- **EXERCISE OBJECTIVE**
Please set down exactly the lines of the listing below from the line containing "hmm trying to figure out where the bucket" through the line containing "hmm trying to figure out where the rough", both lines included, leaving out all other lines.
### EXCERPTED DATA ###
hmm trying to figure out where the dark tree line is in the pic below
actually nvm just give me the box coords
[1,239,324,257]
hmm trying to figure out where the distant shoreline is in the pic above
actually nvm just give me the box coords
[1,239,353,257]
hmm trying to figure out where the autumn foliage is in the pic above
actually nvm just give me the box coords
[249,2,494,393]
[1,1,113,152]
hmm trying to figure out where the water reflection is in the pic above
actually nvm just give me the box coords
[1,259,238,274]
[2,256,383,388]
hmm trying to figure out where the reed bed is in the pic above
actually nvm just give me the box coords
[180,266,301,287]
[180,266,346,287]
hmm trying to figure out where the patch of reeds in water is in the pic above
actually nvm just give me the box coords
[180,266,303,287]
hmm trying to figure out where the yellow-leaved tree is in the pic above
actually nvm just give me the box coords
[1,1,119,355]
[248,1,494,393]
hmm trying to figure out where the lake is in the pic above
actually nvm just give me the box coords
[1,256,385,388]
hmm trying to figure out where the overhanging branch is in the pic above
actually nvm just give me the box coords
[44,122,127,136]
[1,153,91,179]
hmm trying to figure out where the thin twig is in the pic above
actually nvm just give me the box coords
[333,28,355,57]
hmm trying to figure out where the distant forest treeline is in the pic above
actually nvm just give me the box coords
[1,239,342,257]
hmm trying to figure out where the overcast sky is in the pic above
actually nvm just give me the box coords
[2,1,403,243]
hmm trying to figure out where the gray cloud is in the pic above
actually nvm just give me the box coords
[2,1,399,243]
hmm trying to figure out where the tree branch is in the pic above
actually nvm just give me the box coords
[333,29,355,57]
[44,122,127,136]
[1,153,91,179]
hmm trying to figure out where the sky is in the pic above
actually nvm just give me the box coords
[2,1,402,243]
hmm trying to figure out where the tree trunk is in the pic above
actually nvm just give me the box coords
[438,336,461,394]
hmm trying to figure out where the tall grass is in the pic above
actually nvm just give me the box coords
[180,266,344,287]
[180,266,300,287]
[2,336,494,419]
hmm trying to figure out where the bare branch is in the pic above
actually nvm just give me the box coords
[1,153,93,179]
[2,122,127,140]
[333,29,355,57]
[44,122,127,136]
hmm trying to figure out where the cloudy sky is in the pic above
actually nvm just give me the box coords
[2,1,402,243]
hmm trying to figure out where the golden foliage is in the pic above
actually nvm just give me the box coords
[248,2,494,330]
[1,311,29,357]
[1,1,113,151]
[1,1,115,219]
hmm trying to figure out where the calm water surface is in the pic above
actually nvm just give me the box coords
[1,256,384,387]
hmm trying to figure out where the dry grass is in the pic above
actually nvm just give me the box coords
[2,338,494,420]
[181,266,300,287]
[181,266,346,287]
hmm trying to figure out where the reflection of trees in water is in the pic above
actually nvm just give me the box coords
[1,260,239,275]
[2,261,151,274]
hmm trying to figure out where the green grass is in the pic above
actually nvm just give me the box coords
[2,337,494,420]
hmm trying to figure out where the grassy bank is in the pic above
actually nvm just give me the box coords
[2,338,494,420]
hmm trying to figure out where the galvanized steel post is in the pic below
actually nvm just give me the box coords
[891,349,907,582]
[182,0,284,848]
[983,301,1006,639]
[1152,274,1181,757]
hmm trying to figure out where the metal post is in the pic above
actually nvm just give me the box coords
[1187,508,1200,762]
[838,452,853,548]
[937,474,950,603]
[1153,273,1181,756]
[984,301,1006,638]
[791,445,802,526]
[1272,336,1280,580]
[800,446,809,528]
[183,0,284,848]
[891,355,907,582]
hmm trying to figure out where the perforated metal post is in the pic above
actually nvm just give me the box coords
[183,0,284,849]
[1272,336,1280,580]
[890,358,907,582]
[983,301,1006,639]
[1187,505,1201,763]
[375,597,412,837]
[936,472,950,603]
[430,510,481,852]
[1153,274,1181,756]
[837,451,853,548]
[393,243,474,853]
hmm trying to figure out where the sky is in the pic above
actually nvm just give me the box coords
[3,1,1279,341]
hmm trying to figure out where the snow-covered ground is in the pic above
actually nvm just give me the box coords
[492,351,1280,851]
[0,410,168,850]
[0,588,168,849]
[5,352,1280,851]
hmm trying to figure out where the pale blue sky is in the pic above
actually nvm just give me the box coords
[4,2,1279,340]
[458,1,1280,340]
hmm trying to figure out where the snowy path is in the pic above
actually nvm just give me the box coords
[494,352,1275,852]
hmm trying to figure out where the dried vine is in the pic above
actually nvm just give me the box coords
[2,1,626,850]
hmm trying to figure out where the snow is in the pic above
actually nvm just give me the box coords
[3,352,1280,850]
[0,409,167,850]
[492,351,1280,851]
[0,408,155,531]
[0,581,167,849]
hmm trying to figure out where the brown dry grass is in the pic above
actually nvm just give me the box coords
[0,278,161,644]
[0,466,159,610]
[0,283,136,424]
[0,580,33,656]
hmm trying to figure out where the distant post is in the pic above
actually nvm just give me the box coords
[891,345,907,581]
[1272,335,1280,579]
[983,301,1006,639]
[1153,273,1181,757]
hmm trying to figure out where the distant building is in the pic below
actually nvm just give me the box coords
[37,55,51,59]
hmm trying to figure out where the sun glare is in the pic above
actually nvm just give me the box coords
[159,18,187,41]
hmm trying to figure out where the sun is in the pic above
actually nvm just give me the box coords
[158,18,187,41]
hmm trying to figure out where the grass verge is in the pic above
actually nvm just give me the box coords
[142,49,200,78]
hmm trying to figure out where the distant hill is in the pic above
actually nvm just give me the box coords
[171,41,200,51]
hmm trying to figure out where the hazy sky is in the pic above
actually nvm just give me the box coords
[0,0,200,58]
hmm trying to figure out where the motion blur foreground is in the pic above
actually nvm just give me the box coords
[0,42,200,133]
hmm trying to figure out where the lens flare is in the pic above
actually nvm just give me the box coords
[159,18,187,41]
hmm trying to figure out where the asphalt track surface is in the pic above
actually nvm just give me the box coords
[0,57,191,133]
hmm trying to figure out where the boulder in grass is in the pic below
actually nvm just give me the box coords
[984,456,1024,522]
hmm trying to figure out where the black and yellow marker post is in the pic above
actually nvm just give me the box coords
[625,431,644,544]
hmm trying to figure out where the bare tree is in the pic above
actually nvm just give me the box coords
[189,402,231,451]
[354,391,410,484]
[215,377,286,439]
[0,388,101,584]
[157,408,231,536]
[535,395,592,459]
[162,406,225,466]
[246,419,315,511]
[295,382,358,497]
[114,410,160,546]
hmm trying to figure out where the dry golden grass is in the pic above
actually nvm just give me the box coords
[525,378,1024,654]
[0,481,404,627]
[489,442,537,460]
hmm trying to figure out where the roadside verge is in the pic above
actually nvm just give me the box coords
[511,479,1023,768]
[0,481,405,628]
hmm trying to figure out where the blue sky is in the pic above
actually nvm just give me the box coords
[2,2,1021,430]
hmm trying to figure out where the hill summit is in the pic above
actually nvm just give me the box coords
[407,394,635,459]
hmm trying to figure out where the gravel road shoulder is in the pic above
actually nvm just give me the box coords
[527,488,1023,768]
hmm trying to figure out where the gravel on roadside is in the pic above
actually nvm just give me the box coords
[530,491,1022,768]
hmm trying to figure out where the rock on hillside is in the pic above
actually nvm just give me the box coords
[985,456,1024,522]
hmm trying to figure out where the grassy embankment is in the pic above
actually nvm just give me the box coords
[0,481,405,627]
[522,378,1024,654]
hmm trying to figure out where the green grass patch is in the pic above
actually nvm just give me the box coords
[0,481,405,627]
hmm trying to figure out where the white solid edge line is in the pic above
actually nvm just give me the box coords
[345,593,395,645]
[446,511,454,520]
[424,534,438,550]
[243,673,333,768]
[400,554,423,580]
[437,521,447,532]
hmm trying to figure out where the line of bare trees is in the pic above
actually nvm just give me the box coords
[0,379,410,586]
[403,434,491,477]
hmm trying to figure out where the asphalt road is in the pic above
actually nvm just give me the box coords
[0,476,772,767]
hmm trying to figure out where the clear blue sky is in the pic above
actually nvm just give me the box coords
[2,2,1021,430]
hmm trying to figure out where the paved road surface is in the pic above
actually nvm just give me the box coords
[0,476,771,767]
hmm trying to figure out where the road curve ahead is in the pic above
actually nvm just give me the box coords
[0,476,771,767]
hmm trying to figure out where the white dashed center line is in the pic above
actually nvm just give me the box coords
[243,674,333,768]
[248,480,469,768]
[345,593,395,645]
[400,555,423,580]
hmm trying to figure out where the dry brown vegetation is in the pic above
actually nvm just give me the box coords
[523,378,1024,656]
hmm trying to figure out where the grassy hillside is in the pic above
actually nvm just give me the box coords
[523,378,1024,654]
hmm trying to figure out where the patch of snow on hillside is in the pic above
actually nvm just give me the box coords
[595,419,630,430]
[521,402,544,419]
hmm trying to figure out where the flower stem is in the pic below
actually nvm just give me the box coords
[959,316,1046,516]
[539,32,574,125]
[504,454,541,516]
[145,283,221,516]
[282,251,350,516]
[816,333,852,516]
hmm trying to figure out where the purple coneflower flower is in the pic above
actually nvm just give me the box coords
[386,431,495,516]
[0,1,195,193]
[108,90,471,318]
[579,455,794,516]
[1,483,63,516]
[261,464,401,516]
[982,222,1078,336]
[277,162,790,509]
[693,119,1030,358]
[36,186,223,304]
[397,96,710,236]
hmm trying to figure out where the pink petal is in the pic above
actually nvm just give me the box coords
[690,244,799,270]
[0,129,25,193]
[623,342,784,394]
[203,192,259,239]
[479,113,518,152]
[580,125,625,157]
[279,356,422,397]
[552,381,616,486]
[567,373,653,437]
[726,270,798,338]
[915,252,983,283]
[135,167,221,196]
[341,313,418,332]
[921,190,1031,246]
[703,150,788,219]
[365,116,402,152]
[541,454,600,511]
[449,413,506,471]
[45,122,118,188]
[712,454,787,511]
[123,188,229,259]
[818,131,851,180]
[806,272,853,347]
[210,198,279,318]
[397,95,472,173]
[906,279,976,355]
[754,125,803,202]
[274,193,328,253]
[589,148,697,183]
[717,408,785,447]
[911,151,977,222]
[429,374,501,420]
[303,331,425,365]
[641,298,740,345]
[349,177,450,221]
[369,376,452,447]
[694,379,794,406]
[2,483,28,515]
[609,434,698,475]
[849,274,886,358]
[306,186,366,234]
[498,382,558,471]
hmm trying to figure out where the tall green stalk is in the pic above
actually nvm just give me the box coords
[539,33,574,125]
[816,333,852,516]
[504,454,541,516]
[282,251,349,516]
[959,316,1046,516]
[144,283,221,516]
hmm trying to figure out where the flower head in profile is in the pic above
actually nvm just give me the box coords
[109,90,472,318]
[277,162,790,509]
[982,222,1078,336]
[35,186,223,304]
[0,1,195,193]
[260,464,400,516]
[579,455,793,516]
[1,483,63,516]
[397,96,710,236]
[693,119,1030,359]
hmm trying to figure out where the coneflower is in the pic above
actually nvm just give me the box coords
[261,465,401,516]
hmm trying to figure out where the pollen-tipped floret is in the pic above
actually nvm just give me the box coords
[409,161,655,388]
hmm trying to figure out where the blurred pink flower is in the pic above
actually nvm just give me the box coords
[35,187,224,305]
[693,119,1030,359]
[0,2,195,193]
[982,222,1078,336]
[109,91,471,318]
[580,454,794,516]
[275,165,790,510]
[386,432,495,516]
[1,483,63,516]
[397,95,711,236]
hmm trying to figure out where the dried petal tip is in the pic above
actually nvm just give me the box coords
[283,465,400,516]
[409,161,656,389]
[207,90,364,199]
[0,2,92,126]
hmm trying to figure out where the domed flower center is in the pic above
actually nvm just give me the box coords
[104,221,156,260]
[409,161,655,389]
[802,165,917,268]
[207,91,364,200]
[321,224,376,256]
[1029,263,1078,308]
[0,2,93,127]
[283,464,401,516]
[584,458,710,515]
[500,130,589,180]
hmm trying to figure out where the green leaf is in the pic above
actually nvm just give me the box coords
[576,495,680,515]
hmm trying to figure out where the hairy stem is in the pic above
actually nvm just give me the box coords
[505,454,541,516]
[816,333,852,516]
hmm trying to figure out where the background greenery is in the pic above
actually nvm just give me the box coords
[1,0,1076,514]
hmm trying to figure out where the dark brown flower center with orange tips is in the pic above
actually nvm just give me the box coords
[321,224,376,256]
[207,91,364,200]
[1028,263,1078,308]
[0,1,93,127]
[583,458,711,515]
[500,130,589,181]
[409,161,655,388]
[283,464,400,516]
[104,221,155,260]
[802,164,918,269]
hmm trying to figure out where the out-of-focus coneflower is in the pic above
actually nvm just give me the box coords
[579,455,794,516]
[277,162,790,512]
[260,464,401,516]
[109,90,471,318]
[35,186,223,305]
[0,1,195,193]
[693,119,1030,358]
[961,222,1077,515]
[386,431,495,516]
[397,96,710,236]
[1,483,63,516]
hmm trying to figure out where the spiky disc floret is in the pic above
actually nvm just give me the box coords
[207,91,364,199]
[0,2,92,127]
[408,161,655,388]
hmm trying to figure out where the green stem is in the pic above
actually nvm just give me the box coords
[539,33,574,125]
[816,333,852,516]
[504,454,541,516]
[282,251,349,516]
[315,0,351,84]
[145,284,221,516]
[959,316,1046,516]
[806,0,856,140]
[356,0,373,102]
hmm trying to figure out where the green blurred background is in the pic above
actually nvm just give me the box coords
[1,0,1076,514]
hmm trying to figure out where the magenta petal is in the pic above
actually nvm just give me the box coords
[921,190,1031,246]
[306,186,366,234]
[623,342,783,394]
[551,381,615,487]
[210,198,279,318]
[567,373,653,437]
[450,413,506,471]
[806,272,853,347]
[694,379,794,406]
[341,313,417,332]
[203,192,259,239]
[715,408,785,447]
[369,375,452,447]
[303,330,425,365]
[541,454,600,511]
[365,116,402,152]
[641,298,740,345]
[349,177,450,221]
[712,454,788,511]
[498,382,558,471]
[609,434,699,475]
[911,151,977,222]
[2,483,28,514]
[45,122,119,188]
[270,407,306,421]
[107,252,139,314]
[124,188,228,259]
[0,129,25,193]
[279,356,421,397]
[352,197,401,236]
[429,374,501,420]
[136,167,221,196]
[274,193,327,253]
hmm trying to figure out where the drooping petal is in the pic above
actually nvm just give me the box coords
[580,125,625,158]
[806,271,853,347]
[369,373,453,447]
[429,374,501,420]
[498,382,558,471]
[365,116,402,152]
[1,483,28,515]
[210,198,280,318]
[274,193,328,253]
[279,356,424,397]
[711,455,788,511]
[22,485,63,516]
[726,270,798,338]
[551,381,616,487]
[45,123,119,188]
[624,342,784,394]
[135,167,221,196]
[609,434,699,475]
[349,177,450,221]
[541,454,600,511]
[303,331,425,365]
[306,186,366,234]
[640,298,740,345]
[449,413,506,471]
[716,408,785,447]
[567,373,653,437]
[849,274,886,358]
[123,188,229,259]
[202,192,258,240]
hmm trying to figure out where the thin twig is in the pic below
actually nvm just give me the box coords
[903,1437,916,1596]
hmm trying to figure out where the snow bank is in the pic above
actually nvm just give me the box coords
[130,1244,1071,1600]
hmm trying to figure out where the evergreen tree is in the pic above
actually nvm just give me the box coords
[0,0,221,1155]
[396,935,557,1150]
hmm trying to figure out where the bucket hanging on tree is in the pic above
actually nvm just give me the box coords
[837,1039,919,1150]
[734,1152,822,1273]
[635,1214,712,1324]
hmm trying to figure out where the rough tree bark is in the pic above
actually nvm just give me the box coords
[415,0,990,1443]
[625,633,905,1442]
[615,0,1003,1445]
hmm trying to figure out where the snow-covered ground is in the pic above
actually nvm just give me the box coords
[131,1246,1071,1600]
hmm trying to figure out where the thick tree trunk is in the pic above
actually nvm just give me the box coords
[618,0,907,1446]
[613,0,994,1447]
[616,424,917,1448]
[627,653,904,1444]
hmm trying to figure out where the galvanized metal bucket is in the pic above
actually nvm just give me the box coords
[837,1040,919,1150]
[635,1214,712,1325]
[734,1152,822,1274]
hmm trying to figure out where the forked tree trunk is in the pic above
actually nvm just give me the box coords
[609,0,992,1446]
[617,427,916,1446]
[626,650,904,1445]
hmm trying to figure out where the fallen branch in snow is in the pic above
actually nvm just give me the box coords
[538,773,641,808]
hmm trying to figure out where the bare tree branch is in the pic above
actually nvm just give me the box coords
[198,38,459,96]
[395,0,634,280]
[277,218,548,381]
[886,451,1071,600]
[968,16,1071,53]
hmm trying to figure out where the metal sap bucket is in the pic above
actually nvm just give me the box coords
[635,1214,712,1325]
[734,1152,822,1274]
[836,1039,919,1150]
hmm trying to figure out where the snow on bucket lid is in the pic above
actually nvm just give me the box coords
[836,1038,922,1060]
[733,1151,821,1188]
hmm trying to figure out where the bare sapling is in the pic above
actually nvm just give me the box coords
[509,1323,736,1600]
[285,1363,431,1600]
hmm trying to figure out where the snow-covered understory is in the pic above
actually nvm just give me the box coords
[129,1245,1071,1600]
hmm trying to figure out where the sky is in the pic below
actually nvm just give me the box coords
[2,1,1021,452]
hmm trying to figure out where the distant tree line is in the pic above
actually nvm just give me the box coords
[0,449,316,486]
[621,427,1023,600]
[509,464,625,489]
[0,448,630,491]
###
- **REPLY**
hmm trying to figure out where the bucket hanging on tree is in the pic above
actually nvm just give me the box coords
[837,1039,919,1150]
[734,1152,822,1273]
[635,1214,712,1324]
hmm trying to figure out where the rough tree bark is in the pic above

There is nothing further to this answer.